==== KUTIPAN UNTUK DIBACA ====
Motesquieu tidak memasukkan kekuasaan federatif karena kekuasaan pengadilan itu sebagai kekuasaan yag berdiri sendiri. Hal ini disebabkan oleh karena dalam pekerjaannya sehari-hari sebagai seorang hakim, Montesquieu mengetahui bahwa kekuasaan eksekutif itu berlainan dengan kekuasaan pengadilan.Sebaliknya oleh Motesquieu kekuasaan hubungan luar negeri yang disebut John Locke sebagai kekuasaan federatif, dimasukkan kedalam kekuasaan eksekutif[13].
Oleh Montesquieu dikemukakan bahwa kemerdekaan hanya dapat dijamin, jika ketiga fungsi tersebut tidak dipegang oleh satu orang atau badan, tetapi oleh tiga orang atau badan yang terpisah. Dikatakan olehnya:”Kalau kekuasaan legislatif dan kekuasaan eksekutif disatukan dalam satu orang atau dalam satu badan penguasa, maka tak akan ada kemerdekaan. Akan merupakan malapetaka kalau seadainya satu orang atau satu badan, apakah terdiri dari kaum bangsawan ataukah dari rakyat jelata, diserahi menyelenggarakan ketiga-tiga kekuasaan itu, yakni kekuasaan membuat undang-undang, menyelenggarakan keputusan-keputusan umum dan mengadili persoalan-persoalan antara individu-individu”. Pokoknya Montesquieu dengan teorinya itu menginginkan jaminan bagi kemerdekaan individu terhadap tindakan sewenang-wenang dari penguasa. Dan hal itu menurut pandangannya, hanya mungkin tercapai, jika diadakan pemisahan mutlak antara ketiga kekuasaan tersebut.[14]
Dalam doktrin Trias Politica tersebut,Eksekutif yang mana dalam hal ini presiden betugas untuk mengurusi urusan pemerintahan sehari-hari, sedang pembuatan undang-undang oleh parlemen/DPR sebagai lembaga legislatif, dan Yudikatif bertugas dalam pelaksanaan undang-undang oleh lembaga peradilan[15]. Presiden di Indonesia memiliki wewenang,kewajiban dan hak sbb:
· Memegang kekuasaan pemerintahan menurut UUD.
· Memegang kekuasaan yang tertinggi atas Angkatan Darat, Angkatan Laut, dan Angkatan Udara.
· Mengajukan Rancangan Undang-Undang kepada Dewan Perwakilan Rakyat (DPR). Presiden melakukan pembahasan dan pemberian persetujuan atas RUU bersama DPR serta mengesahkan RUU menjadi UU.
· Menetapkan Peraturan Pemerintah Pengganti Undang-Undang (dalam kegentingan yang memaksa).
==== DATA TERCATAT ====
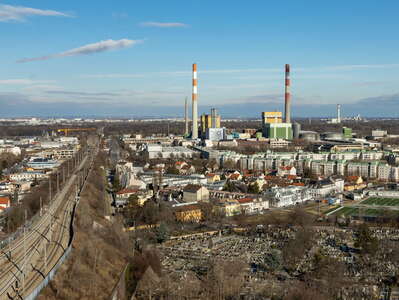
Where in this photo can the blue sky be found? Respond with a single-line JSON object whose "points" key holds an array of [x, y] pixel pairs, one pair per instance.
{"points": [[134, 57]]}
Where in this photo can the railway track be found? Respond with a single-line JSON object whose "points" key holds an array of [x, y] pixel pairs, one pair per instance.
{"points": [[44, 243]]}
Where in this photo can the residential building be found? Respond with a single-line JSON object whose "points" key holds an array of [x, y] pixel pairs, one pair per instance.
{"points": [[188, 212], [195, 193]]}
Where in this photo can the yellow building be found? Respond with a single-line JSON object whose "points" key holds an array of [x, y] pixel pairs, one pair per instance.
{"points": [[188, 213], [206, 122], [229, 207], [272, 117]]}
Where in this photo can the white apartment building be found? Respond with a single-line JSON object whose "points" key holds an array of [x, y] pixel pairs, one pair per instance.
{"points": [[291, 195], [27, 176]]}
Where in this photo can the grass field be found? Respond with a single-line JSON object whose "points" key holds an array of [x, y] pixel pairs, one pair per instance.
{"points": [[381, 201], [353, 211]]}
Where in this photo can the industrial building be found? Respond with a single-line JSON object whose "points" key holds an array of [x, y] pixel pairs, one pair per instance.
{"points": [[210, 126], [347, 132], [210, 121], [272, 123], [277, 131], [272, 117]]}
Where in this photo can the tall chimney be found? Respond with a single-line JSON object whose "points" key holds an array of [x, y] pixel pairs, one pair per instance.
{"points": [[287, 95], [186, 117], [213, 117], [194, 133]]}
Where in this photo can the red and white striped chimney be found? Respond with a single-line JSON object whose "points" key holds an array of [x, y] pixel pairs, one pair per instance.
{"points": [[287, 116], [194, 133]]}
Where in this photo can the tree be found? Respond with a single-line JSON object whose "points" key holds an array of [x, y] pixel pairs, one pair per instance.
{"points": [[173, 170], [162, 233], [365, 241], [253, 188]]}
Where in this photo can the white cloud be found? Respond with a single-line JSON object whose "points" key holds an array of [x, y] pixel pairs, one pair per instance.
{"points": [[115, 75], [23, 81], [9, 13], [163, 24], [102, 46]]}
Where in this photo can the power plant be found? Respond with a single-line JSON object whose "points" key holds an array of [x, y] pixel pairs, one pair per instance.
{"points": [[186, 117], [194, 133], [287, 116], [272, 125]]}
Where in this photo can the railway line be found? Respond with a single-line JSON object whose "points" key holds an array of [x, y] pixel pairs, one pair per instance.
{"points": [[27, 261]]}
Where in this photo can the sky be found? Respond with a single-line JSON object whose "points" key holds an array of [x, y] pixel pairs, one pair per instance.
{"points": [[133, 58]]}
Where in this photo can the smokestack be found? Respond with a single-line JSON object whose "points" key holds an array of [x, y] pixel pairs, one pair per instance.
{"points": [[186, 117], [194, 133], [287, 95], [213, 117]]}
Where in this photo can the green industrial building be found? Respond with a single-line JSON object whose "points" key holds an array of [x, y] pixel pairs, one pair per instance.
{"points": [[277, 130], [347, 132]]}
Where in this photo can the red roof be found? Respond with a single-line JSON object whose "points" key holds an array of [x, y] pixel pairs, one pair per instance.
{"points": [[127, 191], [234, 176], [5, 200], [245, 200], [352, 178], [286, 168], [298, 184]]}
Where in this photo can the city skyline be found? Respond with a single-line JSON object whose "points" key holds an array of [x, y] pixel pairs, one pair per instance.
{"points": [[131, 59]]}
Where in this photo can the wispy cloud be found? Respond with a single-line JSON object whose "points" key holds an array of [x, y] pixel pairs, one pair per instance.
{"points": [[163, 24], [23, 81], [9, 13], [102, 46], [73, 93], [119, 15], [99, 76]]}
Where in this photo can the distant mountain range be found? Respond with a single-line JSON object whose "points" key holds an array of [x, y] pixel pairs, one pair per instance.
{"points": [[14, 105]]}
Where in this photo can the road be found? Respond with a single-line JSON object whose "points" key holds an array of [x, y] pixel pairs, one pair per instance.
{"points": [[44, 243]]}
====
*TUGAS SINGKAT*
Menurut kutipan tentang Trias Politica, kekuasaan hubungan luar negeri dimasukkan Montesquieu ke dalam kekuasaan apa?

*JAWABAN YANG DIHARAPKAN*
Ke dalam kekuasaan eksekutif.